EXTRACTED RECORDS
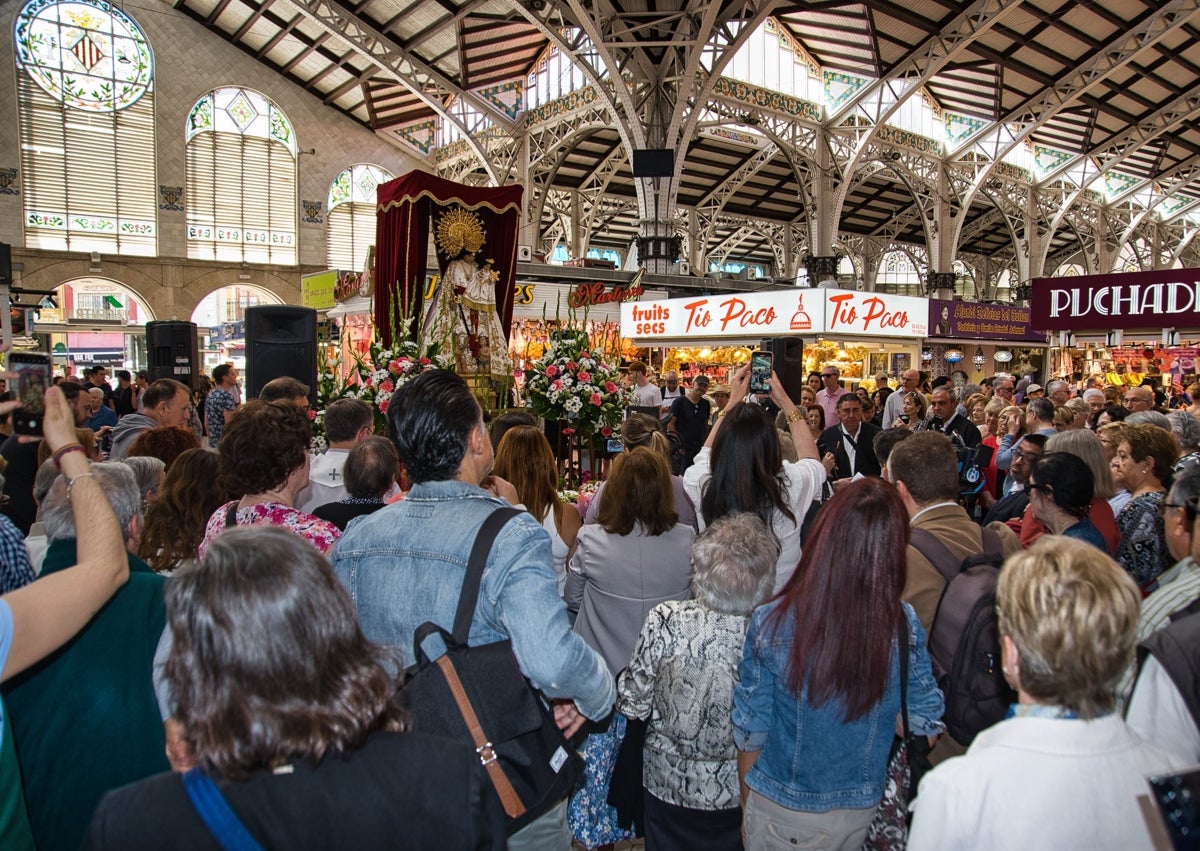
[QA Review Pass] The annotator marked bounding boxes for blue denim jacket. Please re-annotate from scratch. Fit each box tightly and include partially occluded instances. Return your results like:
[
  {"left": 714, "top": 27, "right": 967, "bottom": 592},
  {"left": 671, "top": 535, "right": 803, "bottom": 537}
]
[
  {"left": 331, "top": 481, "right": 617, "bottom": 719},
  {"left": 733, "top": 603, "right": 944, "bottom": 813}
]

EXERCISE
Copy the listing above line for line, leaving out the pictures.

EXERCISE SOLUTION
[QA Review Pass] The annotator marked bounding boxes for blue denim jacket. Please re-annotate from scratch. Fit each box tightly and include partially occluded instances. Return your results like:
[
  {"left": 714, "top": 27, "right": 967, "bottom": 592},
  {"left": 671, "top": 535, "right": 803, "bottom": 537}
]
[
  {"left": 331, "top": 481, "right": 617, "bottom": 719},
  {"left": 733, "top": 603, "right": 944, "bottom": 813}
]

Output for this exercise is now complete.